**THE EXERCISE**
Find the line that contains "of the pool" in the entries below. Output it and each later line exactly, and nothing else.

**Collected data entries**
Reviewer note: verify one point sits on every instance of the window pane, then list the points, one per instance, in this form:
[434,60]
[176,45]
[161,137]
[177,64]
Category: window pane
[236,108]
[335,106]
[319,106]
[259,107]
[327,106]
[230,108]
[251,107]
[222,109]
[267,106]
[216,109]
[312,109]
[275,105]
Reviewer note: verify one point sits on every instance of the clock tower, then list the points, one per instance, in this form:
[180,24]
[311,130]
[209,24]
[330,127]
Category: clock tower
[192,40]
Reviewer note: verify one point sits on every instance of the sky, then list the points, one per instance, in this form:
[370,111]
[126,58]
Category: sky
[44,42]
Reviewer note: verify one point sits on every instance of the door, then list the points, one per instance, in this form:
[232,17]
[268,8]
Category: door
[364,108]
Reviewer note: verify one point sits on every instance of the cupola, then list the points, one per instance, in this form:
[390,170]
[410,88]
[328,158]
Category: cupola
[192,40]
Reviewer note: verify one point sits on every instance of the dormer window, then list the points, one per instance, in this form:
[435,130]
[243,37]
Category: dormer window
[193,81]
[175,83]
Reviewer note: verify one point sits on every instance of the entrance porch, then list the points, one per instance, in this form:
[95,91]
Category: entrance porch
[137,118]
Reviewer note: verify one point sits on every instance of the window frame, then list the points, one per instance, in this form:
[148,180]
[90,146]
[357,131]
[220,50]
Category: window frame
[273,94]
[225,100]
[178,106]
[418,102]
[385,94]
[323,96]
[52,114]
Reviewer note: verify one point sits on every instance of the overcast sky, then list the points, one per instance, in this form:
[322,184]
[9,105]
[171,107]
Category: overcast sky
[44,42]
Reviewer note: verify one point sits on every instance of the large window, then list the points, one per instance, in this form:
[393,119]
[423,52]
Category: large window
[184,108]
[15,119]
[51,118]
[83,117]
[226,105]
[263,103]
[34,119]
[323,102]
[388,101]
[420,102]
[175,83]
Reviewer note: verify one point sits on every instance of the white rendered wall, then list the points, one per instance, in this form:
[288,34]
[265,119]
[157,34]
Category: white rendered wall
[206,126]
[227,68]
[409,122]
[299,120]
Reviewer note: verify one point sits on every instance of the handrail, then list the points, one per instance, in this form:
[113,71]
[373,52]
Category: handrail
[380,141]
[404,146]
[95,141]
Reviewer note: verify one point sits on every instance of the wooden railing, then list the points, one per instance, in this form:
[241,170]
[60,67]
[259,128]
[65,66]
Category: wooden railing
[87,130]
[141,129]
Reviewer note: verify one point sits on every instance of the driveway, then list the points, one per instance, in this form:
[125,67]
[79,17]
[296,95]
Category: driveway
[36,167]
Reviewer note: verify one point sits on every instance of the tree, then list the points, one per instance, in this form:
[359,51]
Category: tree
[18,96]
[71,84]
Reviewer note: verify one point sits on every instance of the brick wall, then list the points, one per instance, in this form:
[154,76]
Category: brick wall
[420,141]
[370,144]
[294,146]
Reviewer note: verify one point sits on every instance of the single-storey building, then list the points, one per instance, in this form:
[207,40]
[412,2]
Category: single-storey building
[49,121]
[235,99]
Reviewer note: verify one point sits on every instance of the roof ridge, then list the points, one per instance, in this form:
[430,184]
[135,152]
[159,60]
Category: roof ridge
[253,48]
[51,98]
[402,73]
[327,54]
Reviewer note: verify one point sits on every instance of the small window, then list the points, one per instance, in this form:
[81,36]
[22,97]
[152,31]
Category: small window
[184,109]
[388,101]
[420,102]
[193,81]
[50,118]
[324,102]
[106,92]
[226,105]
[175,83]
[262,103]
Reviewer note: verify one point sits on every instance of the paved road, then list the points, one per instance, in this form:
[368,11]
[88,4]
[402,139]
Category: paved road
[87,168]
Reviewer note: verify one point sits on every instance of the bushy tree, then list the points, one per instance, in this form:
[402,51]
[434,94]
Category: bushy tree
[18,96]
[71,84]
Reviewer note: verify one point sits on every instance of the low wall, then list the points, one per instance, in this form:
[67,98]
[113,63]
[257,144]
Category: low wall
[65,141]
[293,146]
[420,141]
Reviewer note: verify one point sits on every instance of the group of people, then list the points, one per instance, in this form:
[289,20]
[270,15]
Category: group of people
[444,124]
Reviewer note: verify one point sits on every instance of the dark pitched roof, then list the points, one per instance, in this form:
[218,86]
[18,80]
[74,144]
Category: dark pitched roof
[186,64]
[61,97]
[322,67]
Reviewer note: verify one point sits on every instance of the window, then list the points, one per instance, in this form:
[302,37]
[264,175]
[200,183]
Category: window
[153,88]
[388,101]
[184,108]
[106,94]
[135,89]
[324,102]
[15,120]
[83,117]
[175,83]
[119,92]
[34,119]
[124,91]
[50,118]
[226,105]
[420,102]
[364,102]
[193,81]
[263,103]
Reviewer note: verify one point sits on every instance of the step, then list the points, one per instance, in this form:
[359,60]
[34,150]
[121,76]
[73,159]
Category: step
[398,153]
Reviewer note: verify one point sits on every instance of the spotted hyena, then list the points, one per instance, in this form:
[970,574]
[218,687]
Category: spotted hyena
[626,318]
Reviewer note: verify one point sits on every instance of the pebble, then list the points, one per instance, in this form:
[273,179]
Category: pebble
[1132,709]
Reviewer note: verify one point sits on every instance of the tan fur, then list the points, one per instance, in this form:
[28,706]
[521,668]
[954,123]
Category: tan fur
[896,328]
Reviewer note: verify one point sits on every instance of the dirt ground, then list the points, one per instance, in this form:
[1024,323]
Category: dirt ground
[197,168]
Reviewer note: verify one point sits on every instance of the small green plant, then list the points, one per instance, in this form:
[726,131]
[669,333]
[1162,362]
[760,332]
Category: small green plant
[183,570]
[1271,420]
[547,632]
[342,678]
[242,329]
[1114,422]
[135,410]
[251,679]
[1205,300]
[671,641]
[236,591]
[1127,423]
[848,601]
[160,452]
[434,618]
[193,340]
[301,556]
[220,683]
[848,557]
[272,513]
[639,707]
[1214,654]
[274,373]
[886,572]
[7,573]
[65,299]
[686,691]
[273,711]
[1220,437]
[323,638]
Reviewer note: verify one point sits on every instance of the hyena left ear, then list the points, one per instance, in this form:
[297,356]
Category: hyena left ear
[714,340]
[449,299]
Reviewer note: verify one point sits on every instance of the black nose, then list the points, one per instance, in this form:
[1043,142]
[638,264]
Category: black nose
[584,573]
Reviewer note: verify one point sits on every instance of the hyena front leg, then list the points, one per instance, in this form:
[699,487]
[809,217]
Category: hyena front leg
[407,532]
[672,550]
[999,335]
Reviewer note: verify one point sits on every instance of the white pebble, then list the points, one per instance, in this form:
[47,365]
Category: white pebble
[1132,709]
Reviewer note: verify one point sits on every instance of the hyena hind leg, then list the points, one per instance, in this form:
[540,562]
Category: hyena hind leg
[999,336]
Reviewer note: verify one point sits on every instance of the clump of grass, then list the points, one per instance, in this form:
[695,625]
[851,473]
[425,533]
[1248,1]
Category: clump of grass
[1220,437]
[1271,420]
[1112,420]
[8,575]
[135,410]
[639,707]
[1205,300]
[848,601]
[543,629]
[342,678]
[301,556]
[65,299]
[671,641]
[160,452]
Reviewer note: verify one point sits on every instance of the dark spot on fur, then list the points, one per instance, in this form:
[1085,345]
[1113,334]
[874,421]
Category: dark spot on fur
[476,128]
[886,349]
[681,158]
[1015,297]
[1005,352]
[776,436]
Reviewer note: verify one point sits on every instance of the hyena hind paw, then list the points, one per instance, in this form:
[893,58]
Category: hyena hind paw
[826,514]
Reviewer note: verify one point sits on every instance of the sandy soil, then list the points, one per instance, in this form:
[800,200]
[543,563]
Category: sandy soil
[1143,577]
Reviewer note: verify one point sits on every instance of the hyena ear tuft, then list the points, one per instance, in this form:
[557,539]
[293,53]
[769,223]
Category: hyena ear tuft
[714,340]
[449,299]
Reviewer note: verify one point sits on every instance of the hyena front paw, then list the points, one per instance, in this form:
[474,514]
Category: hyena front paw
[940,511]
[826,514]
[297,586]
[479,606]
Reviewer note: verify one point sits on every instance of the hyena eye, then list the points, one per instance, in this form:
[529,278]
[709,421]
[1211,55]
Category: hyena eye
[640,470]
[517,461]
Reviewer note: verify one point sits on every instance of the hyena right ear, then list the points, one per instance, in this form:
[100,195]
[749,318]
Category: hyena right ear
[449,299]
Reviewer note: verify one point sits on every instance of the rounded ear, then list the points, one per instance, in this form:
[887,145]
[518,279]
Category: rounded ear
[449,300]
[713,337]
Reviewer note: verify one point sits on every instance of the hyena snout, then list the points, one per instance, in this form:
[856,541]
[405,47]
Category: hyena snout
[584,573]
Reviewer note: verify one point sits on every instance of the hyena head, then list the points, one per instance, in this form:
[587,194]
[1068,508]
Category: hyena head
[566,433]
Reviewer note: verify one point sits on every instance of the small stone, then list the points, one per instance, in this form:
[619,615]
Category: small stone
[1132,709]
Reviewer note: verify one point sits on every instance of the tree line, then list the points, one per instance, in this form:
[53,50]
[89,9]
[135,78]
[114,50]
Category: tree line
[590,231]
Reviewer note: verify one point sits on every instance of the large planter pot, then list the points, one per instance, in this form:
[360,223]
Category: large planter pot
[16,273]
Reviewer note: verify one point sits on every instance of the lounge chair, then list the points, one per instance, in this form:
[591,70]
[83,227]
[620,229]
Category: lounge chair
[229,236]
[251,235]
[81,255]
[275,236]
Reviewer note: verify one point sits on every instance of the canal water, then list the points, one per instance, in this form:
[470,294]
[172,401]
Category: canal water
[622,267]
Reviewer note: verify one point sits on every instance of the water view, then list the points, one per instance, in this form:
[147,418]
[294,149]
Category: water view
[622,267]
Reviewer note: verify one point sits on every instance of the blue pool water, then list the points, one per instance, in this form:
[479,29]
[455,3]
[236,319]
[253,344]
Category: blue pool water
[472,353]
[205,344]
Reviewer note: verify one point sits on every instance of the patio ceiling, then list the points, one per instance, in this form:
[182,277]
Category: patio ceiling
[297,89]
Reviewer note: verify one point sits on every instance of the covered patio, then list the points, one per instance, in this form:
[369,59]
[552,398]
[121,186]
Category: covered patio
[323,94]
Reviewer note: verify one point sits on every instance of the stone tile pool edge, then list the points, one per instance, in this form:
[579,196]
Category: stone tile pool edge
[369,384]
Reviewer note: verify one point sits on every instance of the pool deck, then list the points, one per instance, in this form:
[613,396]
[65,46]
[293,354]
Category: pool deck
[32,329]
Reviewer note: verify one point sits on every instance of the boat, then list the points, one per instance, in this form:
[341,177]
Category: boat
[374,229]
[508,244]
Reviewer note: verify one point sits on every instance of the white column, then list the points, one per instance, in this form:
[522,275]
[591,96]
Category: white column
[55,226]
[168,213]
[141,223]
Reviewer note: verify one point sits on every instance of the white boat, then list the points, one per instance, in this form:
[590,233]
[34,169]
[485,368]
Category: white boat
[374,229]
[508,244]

**FINAL ANSWER**
Reviewer note: verify one point sits on every instance of the pool deck, then list the points, one per instance, in this form:
[613,396]
[65,46]
[293,354]
Category: pool deck
[32,329]
Reviewer note: verify one point sits on every instance of the boat, then list the points, one per instance, in this form:
[341,177]
Category: boat
[374,229]
[508,244]
Reviewer note: verify one point sits on every instance of the white column, then list the points, one per instance, in this form:
[522,275]
[591,96]
Category: white column
[55,226]
[168,213]
[141,223]
Reviewer note: verify one point sits on every instance of the white boat, then list the points, one per instance, in this form:
[590,233]
[34,169]
[485,368]
Category: white boat
[374,229]
[508,244]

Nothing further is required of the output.